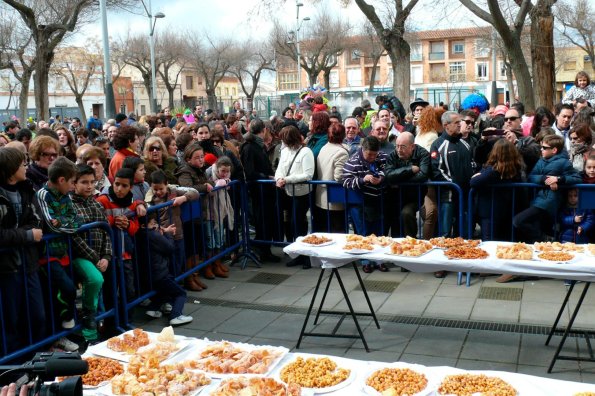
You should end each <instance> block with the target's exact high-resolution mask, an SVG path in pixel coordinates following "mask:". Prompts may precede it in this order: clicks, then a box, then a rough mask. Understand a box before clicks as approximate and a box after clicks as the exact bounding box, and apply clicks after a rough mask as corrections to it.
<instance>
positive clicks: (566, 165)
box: [528, 153, 582, 217]
mask: <svg viewBox="0 0 595 396" xmlns="http://www.w3.org/2000/svg"><path fill="white" fill-rule="evenodd" d="M547 176H558V177H559V181H558V184H559V185H564V184H565V185H569V184H578V183H581V181H582V180H581V177H580V175H579V173H578V172H577V171H576V170H575V169H574V168H573V167H572V163H571V162H570V160H569V159H568V158H566V157H565V156H564V155H563V154H562V153H560V154H556V155H554V156H553V157H551V158H548V159H545V158H541V159H540V160H539V161H537V164H535V167H534V168H533V170H532V171H531V174H529V177H528V181H529V182H530V183H536V184H541V185H543V186H545V184H544V182H545V179H546V177H547ZM561 202H562V195H561V193H560V190H557V191H552V190H551V189H550V187H549V186H545V187H544V188H543V189H541V190H539V191H537V194H536V195H535V199H534V200H533V203H532V206H535V207H537V208H540V209H543V210H545V211H546V212H548V213H549V214H550V215H551V216H552V217H555V214H556V213H558V209H559V208H560V203H561Z"/></svg>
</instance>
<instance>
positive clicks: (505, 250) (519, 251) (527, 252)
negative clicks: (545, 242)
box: [496, 242, 533, 260]
mask: <svg viewBox="0 0 595 396" xmlns="http://www.w3.org/2000/svg"><path fill="white" fill-rule="evenodd" d="M496 257H497V258H499V259H509V260H533V248H532V247H531V246H529V245H527V244H526V243H522V242H519V243H511V244H498V245H497V246H496Z"/></svg>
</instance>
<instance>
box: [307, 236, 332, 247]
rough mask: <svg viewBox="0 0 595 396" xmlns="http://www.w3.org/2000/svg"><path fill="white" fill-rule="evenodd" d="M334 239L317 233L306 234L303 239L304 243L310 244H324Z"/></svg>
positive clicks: (310, 244)
mask: <svg viewBox="0 0 595 396" xmlns="http://www.w3.org/2000/svg"><path fill="white" fill-rule="evenodd" d="M331 241H332V239H330V238H327V237H325V236H323V235H316V234H310V235H307V236H305V237H304V238H303V239H302V241H301V242H302V243H307V244H309V245H322V244H323V243H327V242H331Z"/></svg>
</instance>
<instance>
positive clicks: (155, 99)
mask: <svg viewBox="0 0 595 396" xmlns="http://www.w3.org/2000/svg"><path fill="white" fill-rule="evenodd" d="M141 3H143V7H145V12H146V13H147V18H149V48H150V51H151V94H150V95H149V100H150V102H151V113H153V114H157V78H156V76H155V36H154V33H155V24H156V23H157V18H165V14H164V13H162V12H158V13H157V14H155V15H153V14H152V12H153V10H152V9H151V0H148V3H149V6H148V7H147V6H146V5H145V2H144V0H141Z"/></svg>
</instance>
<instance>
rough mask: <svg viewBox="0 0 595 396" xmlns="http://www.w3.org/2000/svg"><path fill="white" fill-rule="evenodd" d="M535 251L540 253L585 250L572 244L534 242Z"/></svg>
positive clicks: (551, 242)
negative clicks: (535, 250) (539, 252)
mask: <svg viewBox="0 0 595 396" xmlns="http://www.w3.org/2000/svg"><path fill="white" fill-rule="evenodd" d="M534 247H535V250H538V251H541V252H580V253H582V252H584V251H585V248H584V246H582V245H577V244H576V243H573V242H564V243H561V242H535V244H534Z"/></svg>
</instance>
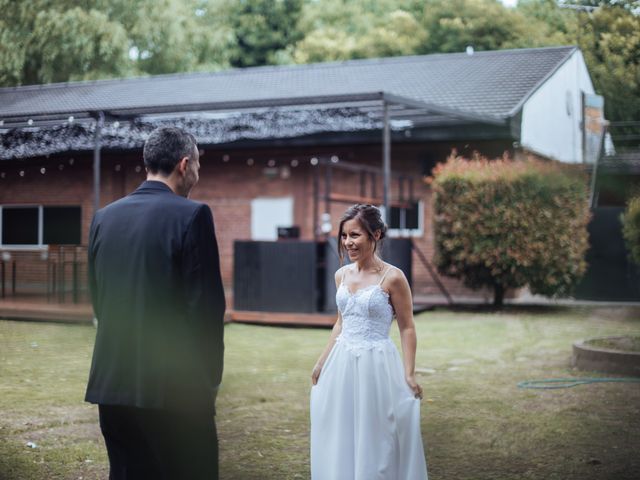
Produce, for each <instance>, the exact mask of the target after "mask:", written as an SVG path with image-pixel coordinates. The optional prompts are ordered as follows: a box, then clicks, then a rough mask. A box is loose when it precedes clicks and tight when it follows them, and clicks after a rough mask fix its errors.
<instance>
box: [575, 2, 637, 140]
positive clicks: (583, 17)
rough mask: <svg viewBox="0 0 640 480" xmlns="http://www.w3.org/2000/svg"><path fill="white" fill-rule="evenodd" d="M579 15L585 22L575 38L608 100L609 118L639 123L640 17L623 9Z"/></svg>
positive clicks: (616, 6)
mask: <svg viewBox="0 0 640 480" xmlns="http://www.w3.org/2000/svg"><path fill="white" fill-rule="evenodd" d="M579 15H580V16H581V17H582V19H583V20H584V22H581V23H580V24H579V25H578V26H577V29H576V30H575V36H576V39H577V42H578V44H579V45H580V48H581V50H582V51H583V53H584V57H585V61H586V62H587V65H588V67H589V71H590V73H591V76H592V78H593V82H594V84H595V87H596V91H597V92H598V93H600V94H601V95H604V97H605V116H606V118H607V119H609V120H614V121H615V120H638V119H640V16H638V14H634V13H632V12H631V11H630V10H629V9H628V8H624V6H603V7H600V8H598V9H596V10H595V11H594V12H593V13H591V14H586V13H579ZM614 140H615V139H614Z"/></svg>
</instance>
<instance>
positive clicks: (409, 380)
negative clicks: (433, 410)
mask: <svg viewBox="0 0 640 480" xmlns="http://www.w3.org/2000/svg"><path fill="white" fill-rule="evenodd" d="M407 385H409V388H411V390H412V391H413V394H414V395H415V397H416V398H419V399H420V400H422V387H421V386H420V385H418V382H416V377H415V375H411V376H408V377H407Z"/></svg>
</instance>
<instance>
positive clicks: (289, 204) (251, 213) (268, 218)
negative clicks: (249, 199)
mask: <svg viewBox="0 0 640 480" xmlns="http://www.w3.org/2000/svg"><path fill="white" fill-rule="evenodd" d="M292 225H293V198H292V197H275V198H274V197H258V198H254V199H253V200H251V239H252V240H277V239H278V227H291V226H292Z"/></svg>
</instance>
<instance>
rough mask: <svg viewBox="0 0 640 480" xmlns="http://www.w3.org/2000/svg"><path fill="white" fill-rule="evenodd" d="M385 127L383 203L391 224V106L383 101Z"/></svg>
mask: <svg viewBox="0 0 640 480" xmlns="http://www.w3.org/2000/svg"><path fill="white" fill-rule="evenodd" d="M382 108H383V112H384V120H383V121H384V126H383V129H382V175H383V179H382V186H383V187H382V188H383V190H382V201H383V204H384V216H385V223H386V224H387V225H389V222H391V209H390V208H389V207H390V205H389V195H390V193H391V134H390V132H389V104H388V103H387V101H386V100H382Z"/></svg>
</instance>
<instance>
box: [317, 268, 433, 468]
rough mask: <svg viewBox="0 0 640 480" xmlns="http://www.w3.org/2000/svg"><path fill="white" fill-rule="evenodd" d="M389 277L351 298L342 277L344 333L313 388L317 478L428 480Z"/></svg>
mask: <svg viewBox="0 0 640 480" xmlns="http://www.w3.org/2000/svg"><path fill="white" fill-rule="evenodd" d="M387 272H388V270H387ZM387 272H385V275H386V273H387ZM385 275H383V277H382V279H381V280H380V282H379V283H378V284H374V285H370V286H368V287H364V288H361V289H359V290H358V291H356V292H354V293H352V292H350V291H349V288H348V287H347V285H346V284H345V283H344V277H343V280H342V282H341V284H340V286H339V288H338V292H337V293H336V303H337V305H338V309H339V310H340V313H341V315H342V332H341V333H340V335H339V336H338V338H337V340H336V343H335V345H334V346H333V349H332V350H331V353H330V354H329V356H328V357H327V360H326V362H325V364H324V366H323V367H322V371H321V372H320V378H319V379H318V383H317V384H316V385H314V386H313V387H312V389H311V478H312V479H313V480H375V479H380V480H382V479H384V480H425V479H426V478H427V465H426V462H425V458H424V450H423V446H422V437H421V435H420V400H418V399H416V398H415V396H414V394H413V391H412V390H411V388H409V385H408V384H407V382H406V381H405V377H404V367H403V364H402V360H401V358H400V354H399V353H398V349H397V348H396V346H395V345H394V343H393V342H392V340H391V339H390V338H389V329H390V326H391V322H392V320H393V308H392V306H391V305H390V303H389V295H388V294H387V293H386V292H385V291H384V290H383V289H382V287H381V284H382V280H384V276H385Z"/></svg>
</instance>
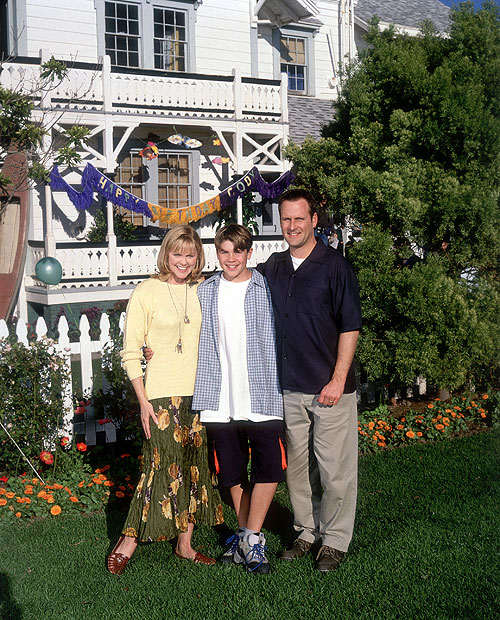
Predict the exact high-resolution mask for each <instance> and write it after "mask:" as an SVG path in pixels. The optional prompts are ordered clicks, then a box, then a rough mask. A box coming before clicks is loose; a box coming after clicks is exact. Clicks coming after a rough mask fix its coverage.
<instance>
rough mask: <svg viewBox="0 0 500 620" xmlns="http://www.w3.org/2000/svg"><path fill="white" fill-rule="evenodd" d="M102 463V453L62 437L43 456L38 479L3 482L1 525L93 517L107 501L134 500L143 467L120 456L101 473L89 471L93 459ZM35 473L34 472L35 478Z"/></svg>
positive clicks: (14, 478) (23, 475) (128, 457)
mask: <svg viewBox="0 0 500 620" xmlns="http://www.w3.org/2000/svg"><path fill="white" fill-rule="evenodd" d="M92 452H95V453H96V455H95V456H96V457H97V458H100V457H101V458H102V456H103V455H102V454H99V449H98V447H97V448H96V447H94V448H93V449H92V450H91V449H90V448H89V447H88V446H87V445H86V444H85V443H83V442H74V441H73V442H72V441H70V440H69V438H68V437H62V438H61V440H60V442H59V444H58V446H57V447H56V448H54V449H53V450H42V451H41V452H40V454H39V457H38V460H37V463H38V465H39V467H38V468H37V469H38V472H39V474H40V478H38V477H35V475H34V474H33V475H32V474H31V473H30V474H29V475H28V473H27V472H23V473H22V474H21V475H20V476H17V475H14V476H8V475H4V476H2V477H0V522H2V521H10V520H14V521H15V520H17V519H26V518H31V517H57V516H59V515H61V514H71V513H73V514H75V513H90V512H94V511H96V510H101V509H102V508H103V507H104V506H105V505H106V504H107V503H108V502H109V501H116V500H121V499H123V498H130V497H131V495H132V492H133V490H134V484H133V482H135V481H136V478H137V472H138V470H139V462H138V460H137V458H136V457H133V456H132V455H131V454H129V453H120V454H119V455H117V456H116V457H114V458H111V459H110V458H109V452H110V451H109V450H107V454H108V459H107V460H108V462H106V463H105V464H104V465H101V466H100V467H93V466H92V465H91V460H92V459H91V458H89V453H92ZM32 473H33V472H32Z"/></svg>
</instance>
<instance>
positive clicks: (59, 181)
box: [50, 164, 295, 218]
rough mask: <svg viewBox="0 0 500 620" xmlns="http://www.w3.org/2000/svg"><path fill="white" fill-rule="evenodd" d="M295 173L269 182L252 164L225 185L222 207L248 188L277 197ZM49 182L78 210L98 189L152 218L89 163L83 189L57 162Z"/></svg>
mask: <svg viewBox="0 0 500 620" xmlns="http://www.w3.org/2000/svg"><path fill="white" fill-rule="evenodd" d="M294 178H295V177H294V175H293V174H292V172H291V171H290V170H288V171H287V172H284V173H283V174H282V175H281V176H280V177H279V178H278V179H276V181H273V182H272V183H268V182H267V181H264V179H263V178H262V177H261V175H260V173H259V171H258V170H257V168H256V167H255V166H254V167H253V168H252V169H251V170H249V171H248V172H247V173H246V174H244V175H243V176H242V177H241V178H240V179H238V180H237V181H235V182H234V183H232V184H231V185H230V186H229V187H226V189H225V190H223V191H222V192H221V193H220V194H219V196H220V205H221V209H225V208H226V207H229V206H230V205H232V204H233V203H234V202H235V201H236V199H237V198H241V197H242V196H243V195H244V194H246V193H247V192H249V191H250V190H254V191H256V192H259V194H260V195H261V196H262V198H277V197H278V196H279V195H280V194H281V193H282V192H283V191H284V190H285V189H286V188H287V187H288V186H289V185H290V184H291V183H292V182H293V180H294ZM50 185H51V187H52V189H53V190H61V191H64V192H66V193H67V194H68V196H69V199H70V200H71V202H72V203H73V204H74V205H75V207H76V208H77V209H79V210H83V209H88V208H89V207H90V206H91V204H92V202H93V200H94V192H98V193H99V194H100V195H101V196H104V198H106V200H109V201H110V202H112V203H113V204H114V205H117V206H120V207H125V209H128V210H129V211H134V212H135V213H142V214H143V215H146V216H147V217H149V218H151V217H152V216H153V215H152V213H151V210H150V208H149V205H148V203H147V202H146V201H145V200H142V198H137V196H134V195H133V194H130V193H129V192H127V191H125V190H124V189H122V188H121V187H119V186H118V185H116V183H113V181H111V180H110V179H108V177H107V176H105V175H104V174H102V173H101V172H99V170H97V169H96V168H94V166H93V165H92V164H87V165H86V166H85V169H84V171H83V173H82V182H81V185H82V191H81V192H78V191H77V190H76V189H74V188H73V187H71V185H70V184H69V183H67V182H66V181H65V180H64V179H63V178H62V176H61V174H60V173H59V170H58V168H57V166H54V168H53V169H52V172H51V173H50Z"/></svg>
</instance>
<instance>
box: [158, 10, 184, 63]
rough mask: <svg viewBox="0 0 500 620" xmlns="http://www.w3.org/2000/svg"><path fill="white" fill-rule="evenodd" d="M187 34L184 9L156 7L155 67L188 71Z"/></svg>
mask: <svg viewBox="0 0 500 620" xmlns="http://www.w3.org/2000/svg"><path fill="white" fill-rule="evenodd" d="M186 36H187V33H186V14H185V12H184V11H173V10H170V9H159V8H155V9H154V56H155V69H164V70H165V71H186V65H187V62H186V61H187V38H186Z"/></svg>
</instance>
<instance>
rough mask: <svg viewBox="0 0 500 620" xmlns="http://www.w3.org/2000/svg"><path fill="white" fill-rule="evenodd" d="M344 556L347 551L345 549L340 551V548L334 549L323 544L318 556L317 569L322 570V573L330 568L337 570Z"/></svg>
mask: <svg viewBox="0 0 500 620" xmlns="http://www.w3.org/2000/svg"><path fill="white" fill-rule="evenodd" d="M344 556H345V553H344V552H343V551H339V550H338V549H334V548H333V547H328V546H327V545H323V546H322V547H321V549H320V550H319V552H318V555H317V557H316V569H317V570H319V571H321V572H322V573H326V572H327V571H330V570H335V569H336V568H338V567H339V566H340V563H341V562H342V561H343V559H344Z"/></svg>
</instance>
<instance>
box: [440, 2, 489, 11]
mask: <svg viewBox="0 0 500 620" xmlns="http://www.w3.org/2000/svg"><path fill="white" fill-rule="evenodd" d="M441 2H442V3H443V4H446V6H452V5H453V4H458V2H457V0H441ZM495 2H496V4H498V6H500V0H495ZM482 4H483V2H482V0H474V6H475V8H476V9H479V8H481V5H482Z"/></svg>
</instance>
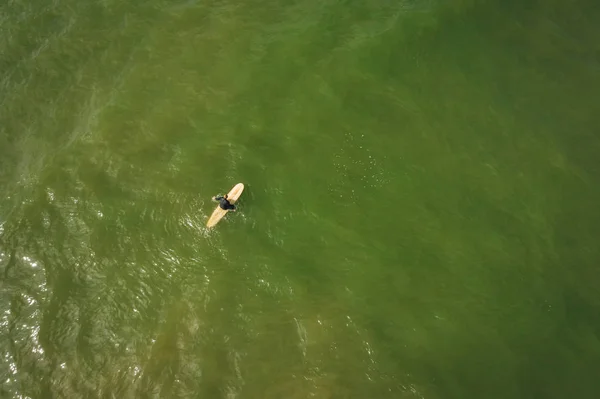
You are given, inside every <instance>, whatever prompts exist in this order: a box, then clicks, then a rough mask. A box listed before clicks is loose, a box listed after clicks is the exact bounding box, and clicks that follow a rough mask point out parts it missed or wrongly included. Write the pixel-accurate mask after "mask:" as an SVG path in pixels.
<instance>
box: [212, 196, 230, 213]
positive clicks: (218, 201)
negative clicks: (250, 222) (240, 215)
mask: <svg viewBox="0 0 600 399" xmlns="http://www.w3.org/2000/svg"><path fill="white" fill-rule="evenodd" d="M213 201H218V202H219V207H220V208H221V209H225V210H226V211H235V205H232V204H231V203H230V202H229V200H228V199H227V194H225V195H223V196H221V195H218V196H216V197H213Z"/></svg>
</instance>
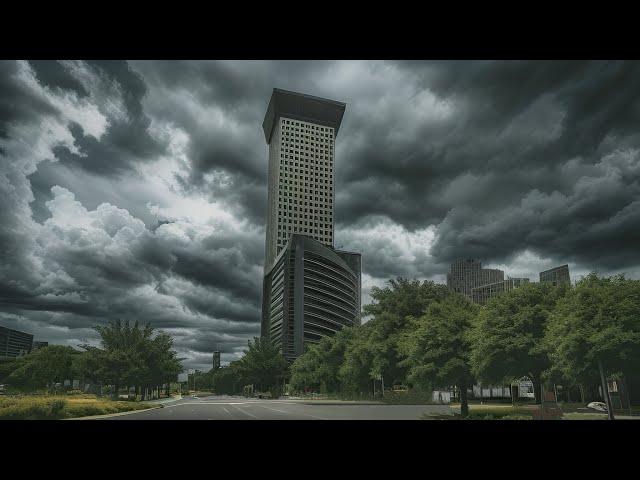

______

- **What you should do**:
Please retype the rows word for word, starting at the very beginning and stopping after the line that contains "box: [528, 153, 582, 217]". Leave the pictures out of your answer.

- **Response for this exercise**:
You should end each <instance> block with the target's exact high-resolution mask, an SVG path in pixel coordinates following "mask:". Prompts may precede it in this order: clicks, then a box, then a rough mask. Understand a box before clicks as approximate and a box after clicks as the exact bounding box, and apply clicks after a rough mask as corrections to it.
<instance>
positive clicks: (566, 165)
box: [528, 153, 582, 217]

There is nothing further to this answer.